GIVEN PASSAGE: Begin

Meta-analysis shows risk of pneumonia, but not mortality, significantly increased with use of inhaled corticosteroid therapy

TUESDAY, Nov. 25 (HealthDay News) -- Inhaled corticosteroid use is associated with an increased risk of pneumonia, but not mortality, in patients with chronic obstructive pulmonary disease (COPD), according to the results of a meta-analysis published Nov. 26 in the Journal of the American Medical Association.

M. Bradley Drummond, M.D., of Johns Hopkins University in Baltimore, and colleagues evaluated 11 randomized controlled trials that compared inhaled corticosteroid therapy with non-steroid inhaled therapy for at least six months in patients with COPD.

GIVEN PASSAGE: End
STORED DATA: Begin

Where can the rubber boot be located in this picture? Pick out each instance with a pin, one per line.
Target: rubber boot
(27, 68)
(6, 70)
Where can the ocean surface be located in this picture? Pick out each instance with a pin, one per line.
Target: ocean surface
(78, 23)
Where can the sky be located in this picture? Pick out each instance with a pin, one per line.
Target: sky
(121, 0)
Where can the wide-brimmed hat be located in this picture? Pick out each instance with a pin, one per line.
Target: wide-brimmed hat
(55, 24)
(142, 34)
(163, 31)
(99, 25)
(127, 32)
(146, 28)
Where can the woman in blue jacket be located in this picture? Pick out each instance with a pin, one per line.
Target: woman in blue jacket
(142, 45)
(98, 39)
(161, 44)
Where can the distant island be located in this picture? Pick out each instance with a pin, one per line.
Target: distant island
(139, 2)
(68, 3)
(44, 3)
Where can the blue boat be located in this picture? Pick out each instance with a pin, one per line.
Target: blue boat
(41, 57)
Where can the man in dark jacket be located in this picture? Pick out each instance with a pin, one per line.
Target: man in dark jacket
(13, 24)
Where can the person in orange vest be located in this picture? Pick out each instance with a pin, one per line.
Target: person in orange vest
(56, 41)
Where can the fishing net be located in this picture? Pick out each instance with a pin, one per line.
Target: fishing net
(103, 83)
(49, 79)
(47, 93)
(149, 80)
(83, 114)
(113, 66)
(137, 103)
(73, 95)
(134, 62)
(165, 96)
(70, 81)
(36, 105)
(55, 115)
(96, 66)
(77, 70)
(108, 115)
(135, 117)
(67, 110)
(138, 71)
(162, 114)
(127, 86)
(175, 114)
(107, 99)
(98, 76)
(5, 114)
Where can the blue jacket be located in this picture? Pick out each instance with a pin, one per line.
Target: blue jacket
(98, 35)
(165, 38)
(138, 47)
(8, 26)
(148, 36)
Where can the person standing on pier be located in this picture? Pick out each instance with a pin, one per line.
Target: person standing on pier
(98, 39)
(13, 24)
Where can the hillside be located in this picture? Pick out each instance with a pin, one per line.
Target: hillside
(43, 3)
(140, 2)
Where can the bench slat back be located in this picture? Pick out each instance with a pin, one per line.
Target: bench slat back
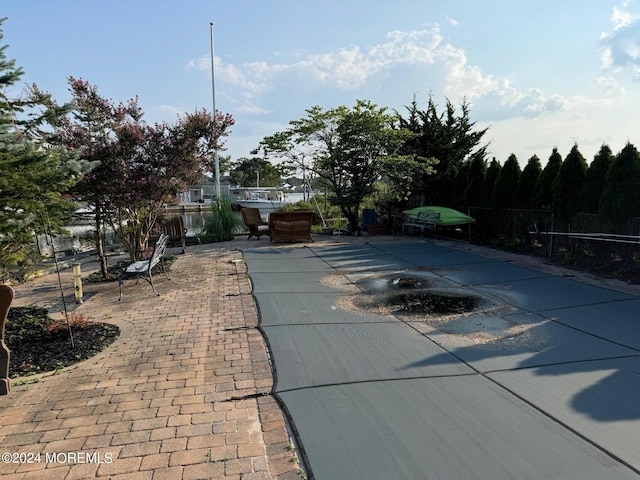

STORED DATA: End

Output the part of the meta-analysis report between "M. Bradley Drummond, M.D., of" and "patients with COPD.", inclusive, word for word. The records come from a different source than the text.

M. Bradley Drummond, M.D., of Johns Hopkins University in Baltimore, and colleagues evaluated 11 randomized controlled trials that compared inhaled corticosteroid therapy with non-steroid inhaled therapy for at least six months in patients with COPD.